▶ [Exercise aim]:
Lines from the one containing "[mark] the dirt embankment" to the end of the entries below must be reproduced exactly, with both end lines kept and no other line added.

▶ [Given records]:

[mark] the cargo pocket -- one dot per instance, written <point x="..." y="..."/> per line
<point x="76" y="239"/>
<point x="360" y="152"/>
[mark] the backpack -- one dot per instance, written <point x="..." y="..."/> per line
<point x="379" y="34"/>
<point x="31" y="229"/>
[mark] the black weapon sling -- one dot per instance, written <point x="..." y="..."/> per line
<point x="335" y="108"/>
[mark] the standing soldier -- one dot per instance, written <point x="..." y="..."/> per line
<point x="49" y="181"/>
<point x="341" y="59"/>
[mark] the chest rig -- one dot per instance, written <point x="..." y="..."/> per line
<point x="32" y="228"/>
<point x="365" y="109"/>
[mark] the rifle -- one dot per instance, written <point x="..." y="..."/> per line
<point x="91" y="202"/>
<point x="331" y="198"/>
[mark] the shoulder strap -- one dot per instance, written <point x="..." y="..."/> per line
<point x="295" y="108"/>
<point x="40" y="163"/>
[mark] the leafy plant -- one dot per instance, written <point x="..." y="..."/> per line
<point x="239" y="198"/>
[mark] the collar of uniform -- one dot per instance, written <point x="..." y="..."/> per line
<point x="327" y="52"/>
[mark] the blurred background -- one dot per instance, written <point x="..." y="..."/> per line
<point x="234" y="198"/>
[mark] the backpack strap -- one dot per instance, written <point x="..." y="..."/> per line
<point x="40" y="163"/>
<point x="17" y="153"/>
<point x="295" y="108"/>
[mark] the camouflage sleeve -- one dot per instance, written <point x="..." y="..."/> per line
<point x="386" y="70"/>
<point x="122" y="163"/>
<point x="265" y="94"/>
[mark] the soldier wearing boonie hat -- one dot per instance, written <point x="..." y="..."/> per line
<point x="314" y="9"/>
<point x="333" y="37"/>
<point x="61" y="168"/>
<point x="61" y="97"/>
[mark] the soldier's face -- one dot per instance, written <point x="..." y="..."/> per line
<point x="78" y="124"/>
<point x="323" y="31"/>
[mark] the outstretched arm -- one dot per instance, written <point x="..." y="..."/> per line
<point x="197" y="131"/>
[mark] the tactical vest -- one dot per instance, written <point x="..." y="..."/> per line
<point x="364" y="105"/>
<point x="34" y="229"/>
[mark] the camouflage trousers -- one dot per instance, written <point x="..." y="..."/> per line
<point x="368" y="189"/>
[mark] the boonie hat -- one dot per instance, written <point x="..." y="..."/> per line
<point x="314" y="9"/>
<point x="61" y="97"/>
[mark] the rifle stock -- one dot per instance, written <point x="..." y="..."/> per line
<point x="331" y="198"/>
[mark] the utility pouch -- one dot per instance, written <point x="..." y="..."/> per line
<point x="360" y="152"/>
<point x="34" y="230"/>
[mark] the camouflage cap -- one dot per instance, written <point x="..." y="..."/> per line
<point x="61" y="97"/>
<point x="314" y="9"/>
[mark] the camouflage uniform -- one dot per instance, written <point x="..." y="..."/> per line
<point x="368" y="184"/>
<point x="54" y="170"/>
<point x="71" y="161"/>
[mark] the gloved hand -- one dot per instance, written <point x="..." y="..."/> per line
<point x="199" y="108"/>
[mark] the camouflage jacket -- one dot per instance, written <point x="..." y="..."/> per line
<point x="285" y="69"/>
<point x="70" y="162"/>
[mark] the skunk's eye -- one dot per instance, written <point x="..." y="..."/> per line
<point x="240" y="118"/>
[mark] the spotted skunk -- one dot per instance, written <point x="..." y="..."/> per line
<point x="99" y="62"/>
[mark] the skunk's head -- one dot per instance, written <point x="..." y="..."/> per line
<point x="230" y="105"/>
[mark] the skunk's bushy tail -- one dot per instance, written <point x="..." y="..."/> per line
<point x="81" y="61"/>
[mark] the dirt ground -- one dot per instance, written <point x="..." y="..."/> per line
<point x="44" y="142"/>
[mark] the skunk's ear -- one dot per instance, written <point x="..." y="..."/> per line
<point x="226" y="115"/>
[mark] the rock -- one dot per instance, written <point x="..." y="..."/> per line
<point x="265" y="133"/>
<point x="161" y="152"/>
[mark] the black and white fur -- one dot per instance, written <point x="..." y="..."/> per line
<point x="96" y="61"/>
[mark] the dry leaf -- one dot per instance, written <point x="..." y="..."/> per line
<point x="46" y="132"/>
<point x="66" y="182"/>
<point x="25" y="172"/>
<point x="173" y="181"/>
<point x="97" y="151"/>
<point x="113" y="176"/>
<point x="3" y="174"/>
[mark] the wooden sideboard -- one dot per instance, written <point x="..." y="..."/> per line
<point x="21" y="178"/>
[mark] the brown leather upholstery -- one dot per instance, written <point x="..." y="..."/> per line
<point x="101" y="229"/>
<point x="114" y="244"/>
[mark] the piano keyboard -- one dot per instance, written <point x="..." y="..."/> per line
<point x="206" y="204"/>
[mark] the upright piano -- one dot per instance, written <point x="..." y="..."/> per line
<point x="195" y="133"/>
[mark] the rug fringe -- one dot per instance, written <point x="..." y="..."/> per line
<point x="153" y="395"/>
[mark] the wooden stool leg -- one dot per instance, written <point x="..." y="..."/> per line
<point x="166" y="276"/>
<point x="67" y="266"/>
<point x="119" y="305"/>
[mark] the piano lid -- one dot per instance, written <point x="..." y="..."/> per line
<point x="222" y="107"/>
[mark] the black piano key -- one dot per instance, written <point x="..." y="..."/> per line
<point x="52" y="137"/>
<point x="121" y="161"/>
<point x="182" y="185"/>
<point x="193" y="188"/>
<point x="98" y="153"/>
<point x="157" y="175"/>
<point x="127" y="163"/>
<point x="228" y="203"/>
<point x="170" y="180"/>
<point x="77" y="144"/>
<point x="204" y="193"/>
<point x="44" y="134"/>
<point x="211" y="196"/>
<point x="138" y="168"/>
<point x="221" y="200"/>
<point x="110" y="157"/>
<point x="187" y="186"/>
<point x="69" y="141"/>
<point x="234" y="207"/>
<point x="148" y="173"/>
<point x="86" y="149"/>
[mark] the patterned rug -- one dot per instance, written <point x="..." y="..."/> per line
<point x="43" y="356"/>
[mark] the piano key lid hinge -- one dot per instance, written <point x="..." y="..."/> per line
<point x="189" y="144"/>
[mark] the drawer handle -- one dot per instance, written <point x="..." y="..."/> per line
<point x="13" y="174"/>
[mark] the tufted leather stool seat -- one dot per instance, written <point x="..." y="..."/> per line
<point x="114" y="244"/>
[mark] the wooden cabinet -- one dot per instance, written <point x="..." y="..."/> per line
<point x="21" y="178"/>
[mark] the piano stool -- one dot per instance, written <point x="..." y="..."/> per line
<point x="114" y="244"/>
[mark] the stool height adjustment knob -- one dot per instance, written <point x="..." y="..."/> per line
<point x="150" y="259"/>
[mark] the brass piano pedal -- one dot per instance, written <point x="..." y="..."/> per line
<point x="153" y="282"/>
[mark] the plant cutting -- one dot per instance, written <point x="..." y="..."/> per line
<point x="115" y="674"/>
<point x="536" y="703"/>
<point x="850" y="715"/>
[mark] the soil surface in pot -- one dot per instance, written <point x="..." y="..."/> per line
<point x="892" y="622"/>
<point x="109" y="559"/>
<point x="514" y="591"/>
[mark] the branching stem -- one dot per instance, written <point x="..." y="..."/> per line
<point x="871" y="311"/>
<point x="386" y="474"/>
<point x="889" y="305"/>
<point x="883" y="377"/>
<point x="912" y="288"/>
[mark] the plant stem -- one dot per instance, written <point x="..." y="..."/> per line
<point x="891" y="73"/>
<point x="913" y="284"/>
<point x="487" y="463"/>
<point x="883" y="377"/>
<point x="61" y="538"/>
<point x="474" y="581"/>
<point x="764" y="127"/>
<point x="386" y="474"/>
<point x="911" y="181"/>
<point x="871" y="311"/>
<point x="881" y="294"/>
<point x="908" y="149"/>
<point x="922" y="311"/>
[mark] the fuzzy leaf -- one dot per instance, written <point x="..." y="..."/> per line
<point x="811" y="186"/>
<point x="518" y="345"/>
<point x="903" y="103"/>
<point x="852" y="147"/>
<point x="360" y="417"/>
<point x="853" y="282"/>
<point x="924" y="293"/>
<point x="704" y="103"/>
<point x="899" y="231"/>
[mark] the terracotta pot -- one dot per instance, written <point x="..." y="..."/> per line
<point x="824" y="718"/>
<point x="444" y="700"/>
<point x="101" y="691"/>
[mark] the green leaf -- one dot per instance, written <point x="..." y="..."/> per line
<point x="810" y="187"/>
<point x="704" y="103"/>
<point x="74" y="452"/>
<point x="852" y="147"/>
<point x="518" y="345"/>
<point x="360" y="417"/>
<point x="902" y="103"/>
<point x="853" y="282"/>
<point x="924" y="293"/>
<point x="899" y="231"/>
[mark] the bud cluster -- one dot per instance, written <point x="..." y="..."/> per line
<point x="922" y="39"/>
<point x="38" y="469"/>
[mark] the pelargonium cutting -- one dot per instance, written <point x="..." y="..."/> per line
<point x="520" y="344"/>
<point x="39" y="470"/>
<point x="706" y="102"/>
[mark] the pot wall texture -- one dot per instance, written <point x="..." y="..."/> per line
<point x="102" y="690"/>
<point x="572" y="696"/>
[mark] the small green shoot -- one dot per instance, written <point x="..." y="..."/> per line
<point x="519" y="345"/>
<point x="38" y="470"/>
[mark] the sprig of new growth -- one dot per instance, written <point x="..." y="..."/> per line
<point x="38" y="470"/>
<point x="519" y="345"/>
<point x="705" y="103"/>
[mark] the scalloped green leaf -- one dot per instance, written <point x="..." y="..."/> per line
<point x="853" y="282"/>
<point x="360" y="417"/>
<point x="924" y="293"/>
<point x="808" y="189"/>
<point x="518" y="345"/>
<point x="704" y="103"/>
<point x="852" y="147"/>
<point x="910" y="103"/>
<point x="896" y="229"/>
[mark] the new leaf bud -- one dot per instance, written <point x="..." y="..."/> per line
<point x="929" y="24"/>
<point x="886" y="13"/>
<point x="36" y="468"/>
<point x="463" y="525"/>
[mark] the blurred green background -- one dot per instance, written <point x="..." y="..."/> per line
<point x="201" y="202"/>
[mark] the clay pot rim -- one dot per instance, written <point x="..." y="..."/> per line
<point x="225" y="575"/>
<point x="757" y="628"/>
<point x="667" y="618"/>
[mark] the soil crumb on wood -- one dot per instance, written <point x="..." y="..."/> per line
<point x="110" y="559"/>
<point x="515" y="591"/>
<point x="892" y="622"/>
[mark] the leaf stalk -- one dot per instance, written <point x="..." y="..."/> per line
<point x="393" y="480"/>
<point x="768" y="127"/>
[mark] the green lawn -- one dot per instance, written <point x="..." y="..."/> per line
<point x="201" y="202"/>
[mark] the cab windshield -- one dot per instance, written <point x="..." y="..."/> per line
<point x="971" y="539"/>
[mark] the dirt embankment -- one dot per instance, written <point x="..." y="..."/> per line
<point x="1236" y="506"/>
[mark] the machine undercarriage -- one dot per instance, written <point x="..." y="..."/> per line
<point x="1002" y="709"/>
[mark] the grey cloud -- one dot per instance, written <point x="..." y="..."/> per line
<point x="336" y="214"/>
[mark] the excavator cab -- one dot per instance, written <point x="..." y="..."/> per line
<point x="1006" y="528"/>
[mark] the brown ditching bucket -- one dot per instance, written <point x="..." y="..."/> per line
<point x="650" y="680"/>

▶ [Expected answer]:
[mark] the dirt embankment -- one dot per instance, written <point x="..." y="..."/> per line
<point x="1236" y="506"/>
[mark] the machine undercarriage -- one dot per instance, written <point x="..." y="..."/> per line
<point x="1002" y="709"/>
[mark] the grey cloud -- one dot per instance, written <point x="..." y="..."/> per line
<point x="336" y="214"/>
[mark] the excavator cab -- one dot per instance, written <point x="..." y="..."/> per line
<point x="1006" y="528"/>
[mark] the brown ditching bucket -- one dot per instance, written <point x="..." y="..."/> per line
<point x="650" y="680"/>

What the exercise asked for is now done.